Level 3 Communications will release its quarterly report on Wednesday, and the stock has taken investors on a roller-coaster ride throughout the past several years. Yet after a long period of losing money, the company has steadily made progress on reducing its losses, and investors hope that this quarter's report will show that Level 3 earnings are finally starting to approach going positive for the first time in years.

As a telecom services and equipment provider, Level 3 is largely dependent on the willingness of its customers to make capital expenditures to improve their network offerings. Lately, those customers have been stingy with their capital budgets, and that has pressured Level 3's results. Will those trends finally reverse themselves in an improving economic environment? Let's take an early look at what's been happening with Level 3 Communications over the past quarter and what we're likely to see in its report.

Stats on Level 3 Communications

Analyst EPS Estimate

($0.08)

Year-Ago EPS

($0.29)

Revenue Estimate

$1.59 billion

Change From Year-Ago Revenue

0.2%

Earnings Beats in Past 4 Quarters

0


Source: Yahoo! Finance.

How long will Level 3 earnings stay in the red?
In recent months, analysts have gotten more pessimistic about the chances of Level 3 earnings breaking into the black this quarter, doubling their loss estimates for both the June quarter and the full 2013 year. That's kept a lid over the stock's price, although shares have still risen by almost 7% since late April.

===

- _Given exercise_
In the Level 3 earnings preview above, what is the revenue estimate for the quarter?

===

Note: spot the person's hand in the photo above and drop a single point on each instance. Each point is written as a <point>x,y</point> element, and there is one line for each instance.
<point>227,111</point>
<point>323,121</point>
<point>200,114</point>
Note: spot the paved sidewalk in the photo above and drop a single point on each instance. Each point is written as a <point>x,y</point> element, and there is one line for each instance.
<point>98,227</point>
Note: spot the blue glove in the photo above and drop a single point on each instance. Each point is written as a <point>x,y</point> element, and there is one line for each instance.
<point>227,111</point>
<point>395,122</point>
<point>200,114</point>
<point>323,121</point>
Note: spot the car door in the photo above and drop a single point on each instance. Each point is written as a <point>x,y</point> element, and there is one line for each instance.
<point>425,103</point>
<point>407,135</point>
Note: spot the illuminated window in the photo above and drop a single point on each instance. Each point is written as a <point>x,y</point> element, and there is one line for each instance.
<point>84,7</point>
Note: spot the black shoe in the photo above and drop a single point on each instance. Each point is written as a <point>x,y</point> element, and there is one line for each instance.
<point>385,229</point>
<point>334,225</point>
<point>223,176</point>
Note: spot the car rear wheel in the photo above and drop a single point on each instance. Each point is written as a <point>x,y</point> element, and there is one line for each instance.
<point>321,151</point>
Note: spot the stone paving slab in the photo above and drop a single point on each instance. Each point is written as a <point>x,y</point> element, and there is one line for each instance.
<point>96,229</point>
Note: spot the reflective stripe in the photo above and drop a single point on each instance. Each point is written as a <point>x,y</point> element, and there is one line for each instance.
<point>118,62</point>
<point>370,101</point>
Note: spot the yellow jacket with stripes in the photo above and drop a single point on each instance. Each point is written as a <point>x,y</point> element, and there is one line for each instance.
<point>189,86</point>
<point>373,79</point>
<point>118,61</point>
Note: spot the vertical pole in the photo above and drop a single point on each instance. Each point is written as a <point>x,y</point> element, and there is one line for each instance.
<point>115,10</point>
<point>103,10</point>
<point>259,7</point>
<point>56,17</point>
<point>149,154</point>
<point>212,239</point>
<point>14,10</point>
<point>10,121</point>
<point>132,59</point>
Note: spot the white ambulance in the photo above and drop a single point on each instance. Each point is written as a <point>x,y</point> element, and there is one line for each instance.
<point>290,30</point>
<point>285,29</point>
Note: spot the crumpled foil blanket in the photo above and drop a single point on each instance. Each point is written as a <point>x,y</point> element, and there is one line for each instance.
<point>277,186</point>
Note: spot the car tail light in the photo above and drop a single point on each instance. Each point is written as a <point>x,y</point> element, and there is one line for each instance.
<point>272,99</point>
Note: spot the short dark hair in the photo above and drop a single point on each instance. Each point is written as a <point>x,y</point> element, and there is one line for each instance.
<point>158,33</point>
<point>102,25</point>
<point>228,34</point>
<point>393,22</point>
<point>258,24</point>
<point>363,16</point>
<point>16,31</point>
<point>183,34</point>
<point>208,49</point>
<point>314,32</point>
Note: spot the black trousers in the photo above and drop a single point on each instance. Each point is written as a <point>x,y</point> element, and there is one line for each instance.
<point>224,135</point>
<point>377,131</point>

===

- _Exercise answer_
$1.59 billion